====== GIVEN RECORDS

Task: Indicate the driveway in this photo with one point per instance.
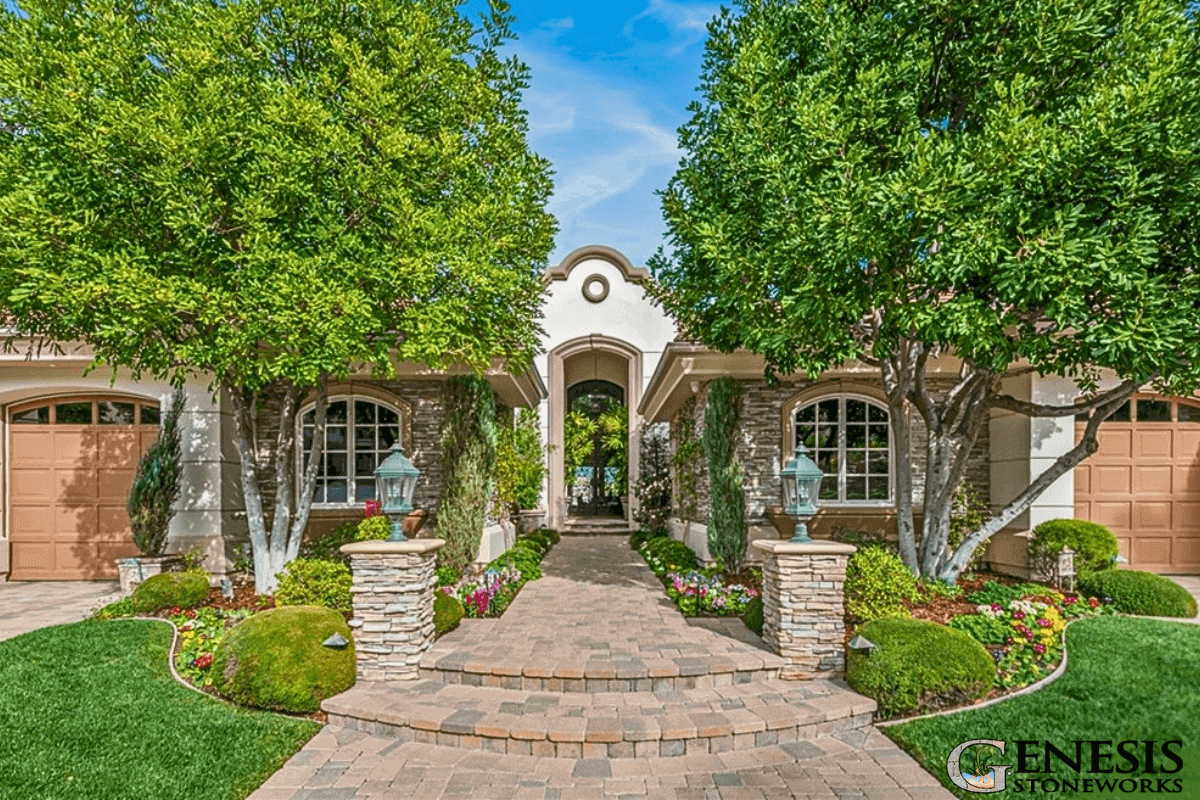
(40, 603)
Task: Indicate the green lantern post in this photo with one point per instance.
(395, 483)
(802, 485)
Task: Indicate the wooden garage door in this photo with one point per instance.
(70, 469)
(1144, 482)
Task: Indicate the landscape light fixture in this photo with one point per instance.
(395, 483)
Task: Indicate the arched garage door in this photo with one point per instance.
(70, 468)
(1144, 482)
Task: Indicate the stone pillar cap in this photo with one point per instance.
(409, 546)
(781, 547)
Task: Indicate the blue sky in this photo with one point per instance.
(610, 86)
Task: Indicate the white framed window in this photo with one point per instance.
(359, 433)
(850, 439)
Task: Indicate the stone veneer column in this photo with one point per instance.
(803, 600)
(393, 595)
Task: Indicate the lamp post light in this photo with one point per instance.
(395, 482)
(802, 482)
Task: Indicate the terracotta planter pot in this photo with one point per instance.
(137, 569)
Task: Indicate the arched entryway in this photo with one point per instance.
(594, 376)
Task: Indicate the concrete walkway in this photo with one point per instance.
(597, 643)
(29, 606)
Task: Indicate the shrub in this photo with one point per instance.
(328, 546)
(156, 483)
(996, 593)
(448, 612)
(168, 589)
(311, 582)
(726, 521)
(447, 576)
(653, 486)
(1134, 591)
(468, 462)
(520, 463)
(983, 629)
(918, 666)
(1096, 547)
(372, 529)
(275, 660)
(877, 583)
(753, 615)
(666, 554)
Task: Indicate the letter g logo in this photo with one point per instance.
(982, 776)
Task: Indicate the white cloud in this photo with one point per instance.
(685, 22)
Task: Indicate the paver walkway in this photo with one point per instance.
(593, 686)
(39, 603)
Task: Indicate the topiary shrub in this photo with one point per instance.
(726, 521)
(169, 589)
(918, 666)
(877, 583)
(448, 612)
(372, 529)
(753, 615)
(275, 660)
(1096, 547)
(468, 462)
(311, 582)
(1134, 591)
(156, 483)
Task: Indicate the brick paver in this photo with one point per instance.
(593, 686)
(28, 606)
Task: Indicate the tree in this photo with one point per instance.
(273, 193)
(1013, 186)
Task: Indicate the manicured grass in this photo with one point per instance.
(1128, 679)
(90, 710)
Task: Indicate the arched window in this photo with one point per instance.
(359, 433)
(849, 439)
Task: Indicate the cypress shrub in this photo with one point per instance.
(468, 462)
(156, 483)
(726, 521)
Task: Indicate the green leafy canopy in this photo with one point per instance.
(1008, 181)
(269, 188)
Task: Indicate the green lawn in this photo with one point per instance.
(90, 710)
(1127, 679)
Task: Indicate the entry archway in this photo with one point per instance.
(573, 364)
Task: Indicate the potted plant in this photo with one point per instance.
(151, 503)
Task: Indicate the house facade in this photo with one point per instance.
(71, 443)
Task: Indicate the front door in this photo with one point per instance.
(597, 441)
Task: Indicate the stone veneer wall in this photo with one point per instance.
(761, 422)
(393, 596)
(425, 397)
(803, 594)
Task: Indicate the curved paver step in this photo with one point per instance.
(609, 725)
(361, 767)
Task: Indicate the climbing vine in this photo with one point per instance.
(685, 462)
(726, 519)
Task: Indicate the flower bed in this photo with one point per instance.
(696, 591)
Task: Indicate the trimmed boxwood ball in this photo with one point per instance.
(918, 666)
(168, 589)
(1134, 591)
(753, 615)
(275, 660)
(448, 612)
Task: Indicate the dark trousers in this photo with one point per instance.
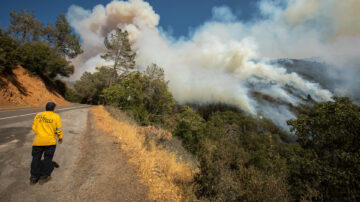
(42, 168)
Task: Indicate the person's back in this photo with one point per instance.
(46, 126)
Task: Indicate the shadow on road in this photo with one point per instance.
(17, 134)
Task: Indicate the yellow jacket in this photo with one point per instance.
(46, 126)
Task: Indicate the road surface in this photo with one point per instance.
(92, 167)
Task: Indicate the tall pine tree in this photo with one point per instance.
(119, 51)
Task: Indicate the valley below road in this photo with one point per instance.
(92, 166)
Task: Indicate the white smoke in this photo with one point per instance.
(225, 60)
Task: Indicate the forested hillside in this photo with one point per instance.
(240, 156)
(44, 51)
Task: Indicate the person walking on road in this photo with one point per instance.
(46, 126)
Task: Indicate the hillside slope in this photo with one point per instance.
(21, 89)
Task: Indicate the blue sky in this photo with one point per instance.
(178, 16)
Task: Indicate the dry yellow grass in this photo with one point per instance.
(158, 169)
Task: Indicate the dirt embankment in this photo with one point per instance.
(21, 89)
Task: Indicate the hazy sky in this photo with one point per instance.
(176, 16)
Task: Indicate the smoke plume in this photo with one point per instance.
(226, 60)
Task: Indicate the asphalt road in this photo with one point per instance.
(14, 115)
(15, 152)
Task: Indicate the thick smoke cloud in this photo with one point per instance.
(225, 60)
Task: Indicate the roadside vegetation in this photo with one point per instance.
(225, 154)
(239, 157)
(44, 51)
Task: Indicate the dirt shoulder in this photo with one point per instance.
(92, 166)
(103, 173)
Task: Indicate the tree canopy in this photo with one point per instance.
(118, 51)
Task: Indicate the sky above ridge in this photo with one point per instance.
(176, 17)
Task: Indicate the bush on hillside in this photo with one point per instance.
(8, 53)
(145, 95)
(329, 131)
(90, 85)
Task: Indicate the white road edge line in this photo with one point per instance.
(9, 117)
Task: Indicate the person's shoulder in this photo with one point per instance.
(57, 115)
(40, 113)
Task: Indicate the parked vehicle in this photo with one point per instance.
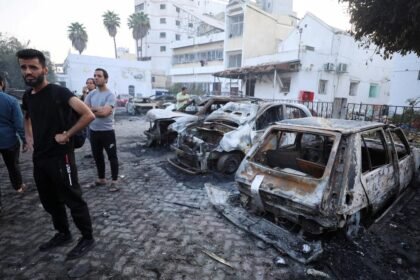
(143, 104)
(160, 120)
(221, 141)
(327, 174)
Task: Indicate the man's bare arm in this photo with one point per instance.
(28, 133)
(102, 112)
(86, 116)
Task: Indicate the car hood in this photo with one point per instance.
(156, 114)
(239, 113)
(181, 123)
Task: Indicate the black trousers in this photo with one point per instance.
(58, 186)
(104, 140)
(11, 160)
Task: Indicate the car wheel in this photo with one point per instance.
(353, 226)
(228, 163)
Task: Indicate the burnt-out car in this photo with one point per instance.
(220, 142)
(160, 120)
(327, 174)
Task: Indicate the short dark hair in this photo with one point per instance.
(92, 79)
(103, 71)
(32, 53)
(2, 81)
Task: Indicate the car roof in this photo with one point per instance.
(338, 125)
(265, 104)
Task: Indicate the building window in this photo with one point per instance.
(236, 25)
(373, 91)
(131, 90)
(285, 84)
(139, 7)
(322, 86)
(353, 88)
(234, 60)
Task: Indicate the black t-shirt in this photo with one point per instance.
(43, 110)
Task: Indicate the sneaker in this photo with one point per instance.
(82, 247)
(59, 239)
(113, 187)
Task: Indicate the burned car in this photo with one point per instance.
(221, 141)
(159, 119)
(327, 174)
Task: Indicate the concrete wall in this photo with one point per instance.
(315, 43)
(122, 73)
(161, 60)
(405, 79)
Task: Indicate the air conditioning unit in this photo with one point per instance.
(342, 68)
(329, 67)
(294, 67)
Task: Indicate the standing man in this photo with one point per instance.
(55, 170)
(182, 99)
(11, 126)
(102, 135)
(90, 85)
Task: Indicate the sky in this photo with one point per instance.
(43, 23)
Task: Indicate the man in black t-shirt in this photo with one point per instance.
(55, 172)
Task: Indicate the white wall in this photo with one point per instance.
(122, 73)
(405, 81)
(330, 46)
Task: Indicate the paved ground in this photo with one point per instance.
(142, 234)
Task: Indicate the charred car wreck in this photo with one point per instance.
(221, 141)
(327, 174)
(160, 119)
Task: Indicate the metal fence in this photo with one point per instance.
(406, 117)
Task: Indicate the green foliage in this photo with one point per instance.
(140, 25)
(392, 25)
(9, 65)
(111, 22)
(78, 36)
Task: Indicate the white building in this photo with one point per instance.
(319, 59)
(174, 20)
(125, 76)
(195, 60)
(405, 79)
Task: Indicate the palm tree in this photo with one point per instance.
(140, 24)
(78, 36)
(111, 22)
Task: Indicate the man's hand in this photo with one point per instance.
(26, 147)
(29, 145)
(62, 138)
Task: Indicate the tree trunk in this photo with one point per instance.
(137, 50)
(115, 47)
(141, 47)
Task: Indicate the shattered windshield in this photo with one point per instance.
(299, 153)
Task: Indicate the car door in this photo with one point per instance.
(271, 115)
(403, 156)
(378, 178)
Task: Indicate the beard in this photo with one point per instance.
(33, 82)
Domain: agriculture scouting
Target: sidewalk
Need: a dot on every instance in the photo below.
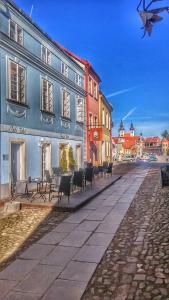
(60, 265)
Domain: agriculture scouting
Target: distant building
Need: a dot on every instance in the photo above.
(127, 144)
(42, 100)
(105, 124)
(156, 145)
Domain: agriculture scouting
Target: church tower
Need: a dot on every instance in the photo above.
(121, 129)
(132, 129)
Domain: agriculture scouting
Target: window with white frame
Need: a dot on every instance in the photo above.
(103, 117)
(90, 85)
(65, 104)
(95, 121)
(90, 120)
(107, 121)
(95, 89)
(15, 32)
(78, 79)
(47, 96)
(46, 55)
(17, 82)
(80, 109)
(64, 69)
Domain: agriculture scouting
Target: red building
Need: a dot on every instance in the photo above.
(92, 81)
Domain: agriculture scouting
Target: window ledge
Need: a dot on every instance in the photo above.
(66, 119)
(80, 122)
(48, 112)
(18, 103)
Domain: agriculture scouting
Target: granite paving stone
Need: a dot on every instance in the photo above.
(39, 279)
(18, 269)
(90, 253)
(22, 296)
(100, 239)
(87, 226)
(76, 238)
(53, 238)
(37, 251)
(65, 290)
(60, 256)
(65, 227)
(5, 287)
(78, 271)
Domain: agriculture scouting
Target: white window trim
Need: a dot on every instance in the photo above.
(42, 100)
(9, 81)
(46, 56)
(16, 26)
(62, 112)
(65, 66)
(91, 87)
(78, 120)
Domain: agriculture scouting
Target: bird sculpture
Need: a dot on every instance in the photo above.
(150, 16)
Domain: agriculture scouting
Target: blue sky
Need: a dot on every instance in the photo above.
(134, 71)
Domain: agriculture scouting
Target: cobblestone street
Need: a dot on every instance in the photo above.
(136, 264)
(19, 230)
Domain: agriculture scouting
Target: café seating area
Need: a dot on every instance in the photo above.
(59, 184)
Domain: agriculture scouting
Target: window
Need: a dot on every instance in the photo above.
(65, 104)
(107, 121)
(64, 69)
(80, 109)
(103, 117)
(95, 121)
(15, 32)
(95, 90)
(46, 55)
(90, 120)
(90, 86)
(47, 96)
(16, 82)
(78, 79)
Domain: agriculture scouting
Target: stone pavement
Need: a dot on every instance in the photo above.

============

WHAT THE TASK REQUIRES >> Using the material above, reproduce only the lines that run from the line with "Task: Indicate the car door" up to and including the line with "Target: window with white frame", exactly, with the pictures dropped.

TASK OUTPUT >>
Task: Indicate the car door in this photo with one point per instance.
(271, 115)
(403, 156)
(378, 178)
Task: Indicate the beard in this photo with one point per instance.
(33, 82)
Domain: agriculture scouting
Target: sidewalk
Need: a dot on every instance in the photo below.
(60, 265)
Domain: agriculture scouting
Target: distant building
Need: a dot on every instance in the photo above.
(127, 144)
(42, 100)
(105, 124)
(156, 145)
Domain: agriculture scouting
Target: church tower
Need: a dot on every instance in the photo above.
(121, 129)
(132, 129)
Domain: agriculture scouting
Target: window with white frame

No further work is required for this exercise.